■ Text extract:
++++++
Historically, crude oil prices have been cyclical and always will be. In the past, it was easier to explain the ups and downs. Recessions led to reduced demand and prices declined. Recoveries or interruptions in supply had the opposite effect.
Today’s situation is more complex because production has not responded to the drop in demand caused by the slowdown in China’s growth and the slow growth in the rest of the world. In the United States, a large number of shale producers are facing bankruptcy and shale production is falling.
The apparent economic paradox is why Saudi Arabia has not reduced production to reflect market fundamentals. There is no shortage of speculation as to the reason, but only the Saudis understand their strategy, and only time will tell whether it will change in the face of persistent low prices. There are at least three reasons why the Saudis may not reduce production soon. Lower prices will limit how much revenue Iran will gain when it soon starts exporting oil. Additionally, low oil prices are halting the shale revolution and making alternatives even less competitive.
Instead of forecasters speculating about Saudi Arabia’s and China’s economies, they should be looking at the combination of market forces, historic inventory levels, the financialization of oil (its role as a financial instrument), and the history of oil prices.
In 1980 when President Reagan decontrolled oil and removed regulatory barriers that produced high prices, crude prices fell from $39 a barrel to $13 and remained under $20 until late 1990. After that prices ranged from $30 to $33 for almost a decade. From 2001, a bubble developed, taking oil prices to $134 in 2008, in large measure because of conflict in the Middle East, a weak dollar and speculation.
++++++
■ Given request 1: Please decide whether each statement below agrees with the passage on crude oil prices, answering yes or no and quoting the words that settle it: (a) Shale production in the United States is rising. (b) After President Reagan decontrolled oil in 1980, crude prices stayed under $20 until late 1990. (c) Oil prices reached $134 a barrel in 2008.
■ Given request 2: According to the passage on crude oil prices, why is today's situation harder to explain than past price swings? Answer in one to three sentences.
■ Given request 3: Continue the passage on crude oil prices from its last sentence.
++++++
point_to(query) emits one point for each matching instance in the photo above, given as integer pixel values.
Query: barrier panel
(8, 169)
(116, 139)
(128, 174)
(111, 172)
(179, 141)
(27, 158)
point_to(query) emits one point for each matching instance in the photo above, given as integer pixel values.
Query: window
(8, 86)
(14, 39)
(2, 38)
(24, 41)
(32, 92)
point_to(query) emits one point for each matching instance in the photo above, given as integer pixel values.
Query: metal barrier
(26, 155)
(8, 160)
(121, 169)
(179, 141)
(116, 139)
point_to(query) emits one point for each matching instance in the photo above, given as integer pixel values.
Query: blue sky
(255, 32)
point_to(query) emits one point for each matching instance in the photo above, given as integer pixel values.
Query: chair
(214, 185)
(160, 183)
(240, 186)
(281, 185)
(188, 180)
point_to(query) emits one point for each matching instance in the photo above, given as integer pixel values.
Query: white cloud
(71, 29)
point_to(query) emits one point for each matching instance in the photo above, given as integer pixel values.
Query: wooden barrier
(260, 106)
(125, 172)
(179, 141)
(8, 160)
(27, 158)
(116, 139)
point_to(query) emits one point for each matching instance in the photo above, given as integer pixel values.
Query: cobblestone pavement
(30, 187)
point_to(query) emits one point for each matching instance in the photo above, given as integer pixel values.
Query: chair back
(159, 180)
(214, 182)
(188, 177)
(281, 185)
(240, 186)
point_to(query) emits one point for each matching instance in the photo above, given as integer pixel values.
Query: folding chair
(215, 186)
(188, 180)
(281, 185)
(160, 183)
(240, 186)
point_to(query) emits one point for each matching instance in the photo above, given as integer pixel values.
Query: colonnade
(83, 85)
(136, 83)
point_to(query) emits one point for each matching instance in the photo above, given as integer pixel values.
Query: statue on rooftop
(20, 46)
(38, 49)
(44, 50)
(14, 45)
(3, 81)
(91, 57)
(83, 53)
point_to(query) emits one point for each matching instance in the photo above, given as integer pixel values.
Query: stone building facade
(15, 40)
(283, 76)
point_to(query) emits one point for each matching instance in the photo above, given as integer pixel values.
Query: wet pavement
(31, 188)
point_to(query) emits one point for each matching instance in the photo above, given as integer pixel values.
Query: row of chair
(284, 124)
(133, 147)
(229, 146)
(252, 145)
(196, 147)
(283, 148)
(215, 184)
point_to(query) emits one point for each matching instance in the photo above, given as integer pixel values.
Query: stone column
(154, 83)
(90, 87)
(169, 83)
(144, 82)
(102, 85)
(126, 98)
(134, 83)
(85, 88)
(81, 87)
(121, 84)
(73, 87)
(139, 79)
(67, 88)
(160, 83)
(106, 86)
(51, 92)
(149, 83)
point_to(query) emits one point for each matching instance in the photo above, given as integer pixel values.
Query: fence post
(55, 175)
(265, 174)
++++++
■ Task output 1:
(a) No: "shale production is falling."
(b) Yes: "remained under $20 until late 1990."
(c) Yes: "taking oil prices to $134 in 2008."

■ Task output 2: Production has not responded to the drop in demand. That drop comes from the slowdown in China's growth and the slow growth in the rest of the world.

■ Task output 3:
When the bubble burst because of the Great Recession, oil collapsed to $39. As economies recovered, China produced double digit economic growth, and the shale boom began, the bubble began to re-inflate, taking prices up to $103. With rising oil prices and the force of the Peak Oil myth, oil became a financial instrument for investors, some whom believed that unlike stocks that experience volatility, oil investments would only go up.
Last year, Gluskin Sheff Chief Economist and Strategist David Rosenberg observed, "Well, with perfect hindsight, oil was in a classic bubble: parabolic price moves, tremendous excitement, widespread participation by the investing public, a ton of leverage." Lavan Mahadeva of the Oxford Institute for Energy Studies concludes there has been tremendous growth in the futures market by “financial players with no interest in the physical commodity.”
The financialization of oil has affected oil prices on the upside and now is contributing to its fall as investors sell to avoid greater losses. In addition, global inventories are at their highest level since 1998, and it is easy to conclude that low prices will be with us for some time. But oil prices continually surprise, and 2016 is likely to be no exception.